(Entries locating objects in images)
|---|
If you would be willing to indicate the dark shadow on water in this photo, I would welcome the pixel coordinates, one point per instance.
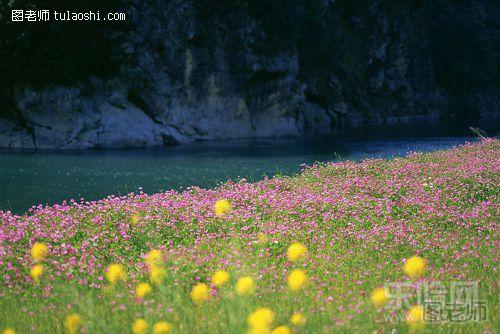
(29, 178)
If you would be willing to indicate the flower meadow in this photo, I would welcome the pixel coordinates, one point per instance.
(312, 253)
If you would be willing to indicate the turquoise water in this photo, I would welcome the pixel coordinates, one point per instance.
(32, 178)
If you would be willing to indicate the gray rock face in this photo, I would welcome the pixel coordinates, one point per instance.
(188, 78)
|---|
● **What to do**: Retype every entry above word for word, leaving out the pictures.

● **Answer to this problem**:
If you would be willing to indicate the dark shadow on water in this photo, I would welcome the pixel coordinates, one point per instance.
(29, 178)
If you would be willing to indicate the flower meadow in this photo, I would welcome the pixel coordinates, one point per instance.
(312, 253)
If you would be willing to indicate the turquoise water in this photo, I would welcome the pixel coordinates, one point per instance.
(32, 178)
If you would be willing to indicate the gray rock face in this photo, I would welcome the pixel coordinates, one point per instance.
(188, 78)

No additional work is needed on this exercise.